> _TASK STATEMENT_
In the material below, the lines containing the word "enclosed" are required; copy each of them.

> _STORED DATA_
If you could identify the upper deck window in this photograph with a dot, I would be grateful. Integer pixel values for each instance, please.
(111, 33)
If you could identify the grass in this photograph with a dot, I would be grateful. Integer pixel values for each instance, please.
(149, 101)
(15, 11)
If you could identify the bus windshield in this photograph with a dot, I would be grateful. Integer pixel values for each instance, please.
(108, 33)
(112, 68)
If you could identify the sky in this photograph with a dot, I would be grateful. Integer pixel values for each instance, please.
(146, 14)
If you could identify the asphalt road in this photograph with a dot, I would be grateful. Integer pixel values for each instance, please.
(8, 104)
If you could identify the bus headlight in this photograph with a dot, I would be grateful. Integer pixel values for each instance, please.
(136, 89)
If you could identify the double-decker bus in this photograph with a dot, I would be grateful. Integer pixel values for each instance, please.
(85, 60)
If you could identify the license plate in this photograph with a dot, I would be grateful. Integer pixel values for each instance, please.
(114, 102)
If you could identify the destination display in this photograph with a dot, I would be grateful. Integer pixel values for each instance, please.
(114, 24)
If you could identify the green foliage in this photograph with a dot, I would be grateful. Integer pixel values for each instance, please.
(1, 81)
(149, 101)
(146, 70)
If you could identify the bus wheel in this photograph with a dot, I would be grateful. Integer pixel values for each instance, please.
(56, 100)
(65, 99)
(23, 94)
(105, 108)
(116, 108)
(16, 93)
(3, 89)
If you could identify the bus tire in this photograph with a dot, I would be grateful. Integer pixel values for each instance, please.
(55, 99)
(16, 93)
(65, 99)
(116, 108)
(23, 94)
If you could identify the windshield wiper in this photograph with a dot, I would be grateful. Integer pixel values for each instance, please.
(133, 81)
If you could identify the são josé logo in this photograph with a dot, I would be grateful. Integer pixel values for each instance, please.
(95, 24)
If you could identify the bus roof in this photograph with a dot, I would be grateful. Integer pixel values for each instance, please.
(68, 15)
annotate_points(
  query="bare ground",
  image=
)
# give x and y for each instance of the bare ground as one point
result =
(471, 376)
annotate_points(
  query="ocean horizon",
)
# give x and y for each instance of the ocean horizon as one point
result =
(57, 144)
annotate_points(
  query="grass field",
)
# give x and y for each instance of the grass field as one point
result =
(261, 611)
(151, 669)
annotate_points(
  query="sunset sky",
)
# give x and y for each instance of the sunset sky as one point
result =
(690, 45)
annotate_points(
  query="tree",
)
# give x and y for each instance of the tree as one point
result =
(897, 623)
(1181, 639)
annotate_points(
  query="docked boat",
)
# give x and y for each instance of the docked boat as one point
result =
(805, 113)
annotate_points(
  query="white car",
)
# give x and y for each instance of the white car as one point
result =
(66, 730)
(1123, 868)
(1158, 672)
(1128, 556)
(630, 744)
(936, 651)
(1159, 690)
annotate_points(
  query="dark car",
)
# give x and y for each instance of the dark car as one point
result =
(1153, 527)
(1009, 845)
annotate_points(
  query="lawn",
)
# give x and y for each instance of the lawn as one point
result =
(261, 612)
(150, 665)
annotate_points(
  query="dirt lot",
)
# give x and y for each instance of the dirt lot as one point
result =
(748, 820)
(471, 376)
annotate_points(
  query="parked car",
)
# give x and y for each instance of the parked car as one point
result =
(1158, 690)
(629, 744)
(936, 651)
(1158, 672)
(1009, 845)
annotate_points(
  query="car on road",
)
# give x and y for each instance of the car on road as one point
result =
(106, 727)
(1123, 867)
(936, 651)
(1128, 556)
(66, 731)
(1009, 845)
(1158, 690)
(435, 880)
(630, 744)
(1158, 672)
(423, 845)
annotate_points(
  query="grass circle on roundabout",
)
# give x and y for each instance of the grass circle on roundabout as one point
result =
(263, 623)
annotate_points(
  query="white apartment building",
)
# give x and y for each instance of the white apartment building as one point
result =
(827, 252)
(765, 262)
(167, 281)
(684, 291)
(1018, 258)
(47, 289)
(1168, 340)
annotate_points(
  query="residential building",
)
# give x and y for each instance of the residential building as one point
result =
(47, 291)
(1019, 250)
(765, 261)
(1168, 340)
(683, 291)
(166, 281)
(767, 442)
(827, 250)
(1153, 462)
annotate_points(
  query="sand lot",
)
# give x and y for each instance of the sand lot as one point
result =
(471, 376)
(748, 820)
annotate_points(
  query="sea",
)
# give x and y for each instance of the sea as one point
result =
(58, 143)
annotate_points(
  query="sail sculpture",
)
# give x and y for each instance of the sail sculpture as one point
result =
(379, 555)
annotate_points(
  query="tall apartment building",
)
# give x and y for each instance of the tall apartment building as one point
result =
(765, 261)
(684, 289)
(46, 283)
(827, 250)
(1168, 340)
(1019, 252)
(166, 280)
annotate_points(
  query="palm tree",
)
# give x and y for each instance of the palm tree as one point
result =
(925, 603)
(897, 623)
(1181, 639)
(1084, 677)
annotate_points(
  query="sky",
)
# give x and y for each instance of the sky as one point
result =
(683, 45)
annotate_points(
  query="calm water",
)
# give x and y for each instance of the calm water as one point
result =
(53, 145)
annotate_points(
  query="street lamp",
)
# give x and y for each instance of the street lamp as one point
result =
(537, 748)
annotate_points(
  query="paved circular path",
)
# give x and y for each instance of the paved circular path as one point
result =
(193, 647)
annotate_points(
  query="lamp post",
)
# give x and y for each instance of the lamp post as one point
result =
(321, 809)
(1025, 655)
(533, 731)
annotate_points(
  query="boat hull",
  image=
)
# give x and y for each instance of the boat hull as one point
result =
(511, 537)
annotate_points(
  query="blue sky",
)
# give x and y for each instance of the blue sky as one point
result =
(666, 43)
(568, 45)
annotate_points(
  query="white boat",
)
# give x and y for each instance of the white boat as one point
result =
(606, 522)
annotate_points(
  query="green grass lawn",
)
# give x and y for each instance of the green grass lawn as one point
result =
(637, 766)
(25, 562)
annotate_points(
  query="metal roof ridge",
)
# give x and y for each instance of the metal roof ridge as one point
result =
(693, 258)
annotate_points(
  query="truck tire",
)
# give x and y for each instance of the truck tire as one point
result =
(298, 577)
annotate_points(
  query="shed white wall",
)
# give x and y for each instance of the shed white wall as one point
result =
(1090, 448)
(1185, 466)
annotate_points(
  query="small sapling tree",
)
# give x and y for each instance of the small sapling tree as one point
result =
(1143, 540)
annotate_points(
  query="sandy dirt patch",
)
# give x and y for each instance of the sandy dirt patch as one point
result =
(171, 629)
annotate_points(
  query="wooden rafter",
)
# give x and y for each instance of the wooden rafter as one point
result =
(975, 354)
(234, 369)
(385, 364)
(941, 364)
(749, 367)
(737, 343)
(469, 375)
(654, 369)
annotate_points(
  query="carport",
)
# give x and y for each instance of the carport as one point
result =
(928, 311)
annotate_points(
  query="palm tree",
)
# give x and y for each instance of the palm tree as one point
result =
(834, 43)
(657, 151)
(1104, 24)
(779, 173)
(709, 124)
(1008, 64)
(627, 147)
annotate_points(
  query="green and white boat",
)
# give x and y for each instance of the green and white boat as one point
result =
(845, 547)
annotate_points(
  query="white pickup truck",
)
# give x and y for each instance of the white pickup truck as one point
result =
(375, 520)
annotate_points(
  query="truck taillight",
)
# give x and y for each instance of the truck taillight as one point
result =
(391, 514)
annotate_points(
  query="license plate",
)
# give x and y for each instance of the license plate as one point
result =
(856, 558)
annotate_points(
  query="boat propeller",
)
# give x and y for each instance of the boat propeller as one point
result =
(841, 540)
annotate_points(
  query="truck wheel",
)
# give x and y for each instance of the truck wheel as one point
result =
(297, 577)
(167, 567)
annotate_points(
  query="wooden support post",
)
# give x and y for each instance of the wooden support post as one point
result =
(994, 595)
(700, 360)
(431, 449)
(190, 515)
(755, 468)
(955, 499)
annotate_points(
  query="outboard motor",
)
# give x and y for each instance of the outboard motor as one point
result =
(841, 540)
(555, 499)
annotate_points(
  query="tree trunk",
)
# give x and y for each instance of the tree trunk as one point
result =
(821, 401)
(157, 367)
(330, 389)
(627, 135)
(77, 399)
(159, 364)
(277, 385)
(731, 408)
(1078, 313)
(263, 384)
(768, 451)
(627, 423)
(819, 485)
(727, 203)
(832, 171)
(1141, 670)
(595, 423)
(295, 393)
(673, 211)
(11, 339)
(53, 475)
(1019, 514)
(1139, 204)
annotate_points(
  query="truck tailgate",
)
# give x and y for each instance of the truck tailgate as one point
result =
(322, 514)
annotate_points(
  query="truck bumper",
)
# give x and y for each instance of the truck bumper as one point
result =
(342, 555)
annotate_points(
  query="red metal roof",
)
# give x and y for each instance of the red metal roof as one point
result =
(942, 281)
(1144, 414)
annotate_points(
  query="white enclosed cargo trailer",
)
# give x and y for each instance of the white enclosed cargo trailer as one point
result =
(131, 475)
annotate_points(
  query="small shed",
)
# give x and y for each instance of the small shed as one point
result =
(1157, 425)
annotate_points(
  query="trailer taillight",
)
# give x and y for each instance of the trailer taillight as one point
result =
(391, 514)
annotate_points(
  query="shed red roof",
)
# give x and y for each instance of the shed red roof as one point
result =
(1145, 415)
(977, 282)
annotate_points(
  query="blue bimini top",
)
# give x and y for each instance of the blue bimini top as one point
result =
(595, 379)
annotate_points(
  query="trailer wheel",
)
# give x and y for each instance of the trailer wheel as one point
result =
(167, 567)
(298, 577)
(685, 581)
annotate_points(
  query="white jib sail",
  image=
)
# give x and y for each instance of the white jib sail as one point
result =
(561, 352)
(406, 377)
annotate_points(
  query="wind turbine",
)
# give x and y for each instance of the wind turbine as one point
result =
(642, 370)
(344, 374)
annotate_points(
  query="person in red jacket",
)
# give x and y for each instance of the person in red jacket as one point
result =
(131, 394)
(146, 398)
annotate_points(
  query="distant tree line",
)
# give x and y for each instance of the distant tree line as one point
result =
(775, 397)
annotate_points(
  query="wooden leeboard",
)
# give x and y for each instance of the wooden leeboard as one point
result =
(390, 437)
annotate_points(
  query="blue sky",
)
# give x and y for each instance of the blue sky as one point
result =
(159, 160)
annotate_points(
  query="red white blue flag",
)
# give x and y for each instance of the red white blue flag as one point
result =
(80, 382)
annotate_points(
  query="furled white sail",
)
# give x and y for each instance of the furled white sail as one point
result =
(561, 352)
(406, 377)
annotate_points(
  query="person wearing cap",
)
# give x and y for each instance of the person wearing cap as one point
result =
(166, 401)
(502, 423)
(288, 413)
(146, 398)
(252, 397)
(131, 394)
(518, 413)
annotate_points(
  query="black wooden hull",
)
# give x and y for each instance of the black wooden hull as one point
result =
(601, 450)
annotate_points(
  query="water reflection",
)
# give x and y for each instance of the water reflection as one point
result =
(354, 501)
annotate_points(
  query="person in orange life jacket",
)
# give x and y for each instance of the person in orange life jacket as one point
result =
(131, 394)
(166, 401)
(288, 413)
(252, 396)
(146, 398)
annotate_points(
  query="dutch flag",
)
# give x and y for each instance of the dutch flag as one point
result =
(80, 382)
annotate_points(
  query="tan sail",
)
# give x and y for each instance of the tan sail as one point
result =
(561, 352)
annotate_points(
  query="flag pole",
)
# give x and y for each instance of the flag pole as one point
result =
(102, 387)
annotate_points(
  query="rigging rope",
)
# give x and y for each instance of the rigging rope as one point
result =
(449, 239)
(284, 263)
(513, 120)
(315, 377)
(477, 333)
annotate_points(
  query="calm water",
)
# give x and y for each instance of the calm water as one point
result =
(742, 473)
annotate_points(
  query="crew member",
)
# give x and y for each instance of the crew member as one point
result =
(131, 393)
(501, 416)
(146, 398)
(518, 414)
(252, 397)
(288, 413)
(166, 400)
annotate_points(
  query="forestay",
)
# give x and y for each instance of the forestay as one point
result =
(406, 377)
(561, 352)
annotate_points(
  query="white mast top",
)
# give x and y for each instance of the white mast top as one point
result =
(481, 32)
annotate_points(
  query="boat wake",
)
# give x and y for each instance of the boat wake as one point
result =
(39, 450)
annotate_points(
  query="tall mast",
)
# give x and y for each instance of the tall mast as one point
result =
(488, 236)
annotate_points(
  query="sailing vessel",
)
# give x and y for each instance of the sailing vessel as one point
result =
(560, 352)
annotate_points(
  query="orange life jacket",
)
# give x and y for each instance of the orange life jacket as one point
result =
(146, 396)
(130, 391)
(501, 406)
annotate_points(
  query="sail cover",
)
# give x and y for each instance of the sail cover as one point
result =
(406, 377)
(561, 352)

> _ANSWER BELOW_
  query="white enclosed cargo trailer",
# give x and y for each instance of the white enclosed cargo trailer as one point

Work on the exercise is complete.